Selected passage –
-------------------------
Known affectionately by Maduro as “Cilita,” she has served as Venezuela’s first lady for over ten years. However, within the socialist movement of Chavismo, she is more formally recognized as the “first combatant.”

Venezuela’s President Nicolas Maduro hugs first lady Cilia Flores during an event at Bolivar Square in Caracas, Venezuela in 2019. (AP)

For more than three decades, she has been Maduro’s partner, amassing her own political influence and becoming regarded as one of the most influential women in Venezuela.

Cilia Flores was born in 1956 in the town of Tinaquillo, located in central Venezuela. She was raised in working-class neighborhoods in western Caracas.

Her path crossed with Maduro’s during the formative years of the Chavista movement, where he often highlights his modest beginnings.

A lawyer specialising in labour and criminal law, she provided legal assistance to Hugo Chavez, the movement’s namesake, and other military officers who were captured after attempting to overthrow then-President Carlos Andres Perez in 1992.

Maduro, for his part, also campaigned for Chavez’s release and was on the then-lieutenant colonel’s security team.

“During that struggle for Chavez’s release, we were involved in street activities. I always remember a meeting in Catia, and when a young man asked to speak, he spoke, and I just stared at him. I said, ‘How intelligent’,” Flores recalled in November 2023, on the first episode of Maduro’s podcast.

Since then, they have remained inseparable, but Flores forged her own political path.
-------------------------
[Stored items from a collection]
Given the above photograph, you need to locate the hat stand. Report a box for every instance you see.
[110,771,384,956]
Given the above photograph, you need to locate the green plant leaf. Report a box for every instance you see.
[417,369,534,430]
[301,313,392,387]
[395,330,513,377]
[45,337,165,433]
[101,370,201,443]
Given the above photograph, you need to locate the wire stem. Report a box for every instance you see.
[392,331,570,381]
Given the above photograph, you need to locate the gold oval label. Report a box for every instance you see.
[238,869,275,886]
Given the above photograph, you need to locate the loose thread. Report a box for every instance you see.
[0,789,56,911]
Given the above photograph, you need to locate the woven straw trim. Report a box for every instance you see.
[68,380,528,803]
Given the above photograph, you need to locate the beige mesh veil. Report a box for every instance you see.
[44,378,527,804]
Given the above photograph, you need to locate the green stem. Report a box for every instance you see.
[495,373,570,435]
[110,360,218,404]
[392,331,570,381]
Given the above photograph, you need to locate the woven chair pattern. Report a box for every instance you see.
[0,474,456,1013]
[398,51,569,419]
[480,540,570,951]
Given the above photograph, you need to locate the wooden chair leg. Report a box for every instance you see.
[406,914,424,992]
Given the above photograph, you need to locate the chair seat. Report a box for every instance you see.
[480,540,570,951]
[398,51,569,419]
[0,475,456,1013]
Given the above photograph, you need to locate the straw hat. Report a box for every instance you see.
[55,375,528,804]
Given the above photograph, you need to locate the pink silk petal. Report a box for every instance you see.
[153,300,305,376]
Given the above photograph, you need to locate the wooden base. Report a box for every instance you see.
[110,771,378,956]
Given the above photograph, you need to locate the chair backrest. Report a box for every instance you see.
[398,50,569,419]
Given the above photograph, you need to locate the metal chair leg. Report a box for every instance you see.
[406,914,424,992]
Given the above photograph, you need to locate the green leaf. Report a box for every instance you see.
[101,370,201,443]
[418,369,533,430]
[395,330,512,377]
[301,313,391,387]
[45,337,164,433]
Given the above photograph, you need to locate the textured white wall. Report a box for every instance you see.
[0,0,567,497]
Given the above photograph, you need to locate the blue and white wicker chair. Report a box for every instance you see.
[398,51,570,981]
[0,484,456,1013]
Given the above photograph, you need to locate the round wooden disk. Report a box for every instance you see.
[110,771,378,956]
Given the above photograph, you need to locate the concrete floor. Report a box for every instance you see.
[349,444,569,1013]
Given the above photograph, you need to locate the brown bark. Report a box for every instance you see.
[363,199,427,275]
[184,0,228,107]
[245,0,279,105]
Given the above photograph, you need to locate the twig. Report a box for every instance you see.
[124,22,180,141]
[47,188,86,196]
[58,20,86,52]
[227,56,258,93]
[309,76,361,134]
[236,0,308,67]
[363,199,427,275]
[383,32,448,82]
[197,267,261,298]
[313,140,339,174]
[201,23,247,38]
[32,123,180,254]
-------------------------
Work instructions –
1. Change "Report" to "Return" in the stretch of rows from the first one through the line containing "[44,378,527,804]", keeping everything else in those rows the same.
2. Pick up the passage about Cilia Flores right after its final sentence and carry it forward.

Answers by task –
1.
Given the above photograph, you need to locate the hat stand. Return a box for every instance you see.
[110,771,384,956]
Given the above photograph, you need to locate the green plant leaf. Return a box for every instance you see.
[417,369,534,430]
[301,313,392,387]
[395,330,513,377]
[45,337,165,433]
[101,370,201,443]
Given the above photograph, you need to locate the wire stem. Return a box for every instance you see.
[392,331,570,381]
Given the above photograph, you need to locate the gold oval label. Return a box for every instance you see.
[238,869,275,886]
Given the above photograph, you need to locate the loose thread. Return a box for every instance you see.
[0,789,56,911]
Given the above photograph, you need to locate the woven straw trim. Return a box for every instance you see.
[68,380,528,803]
Given the above photograph, you need to locate the beige mesh veil. Return a box for every instance you see.
[44,378,527,804]

2.
She was elected to her first term as a member of the National Assembly in 2000, the year after Chavez was elected president.

She won a seat again in 2005, and a year later she became the first woman to preside over parliament, succeeding Maduro, who became Chavez’s foreign minister.

During her tenure, she banned journalists from entering the legislative chamber.

She was also criticised for hiring dozens of relatives as employees in Congress.

In an interview with Spanish newspaper La Vanguardia, she responded that the complaint was never formally filed and that it was a smear campaign, but she confirmed the hirings: “Yes, my family members were hired based on their own merits; I am proud of them and I will defend their work whenever necessary.”

Maduro tosses a carrot next to Flores during a rally marking the anniversary of the Battle of Santa Ines in December. (AP)

A staunch Chavez loyalist

Between 2009 and 2011, she also served as the second vice president of the United Socialist Party of Venezuela, then led by Chavez, who in 2012 appointed Flores attorney general.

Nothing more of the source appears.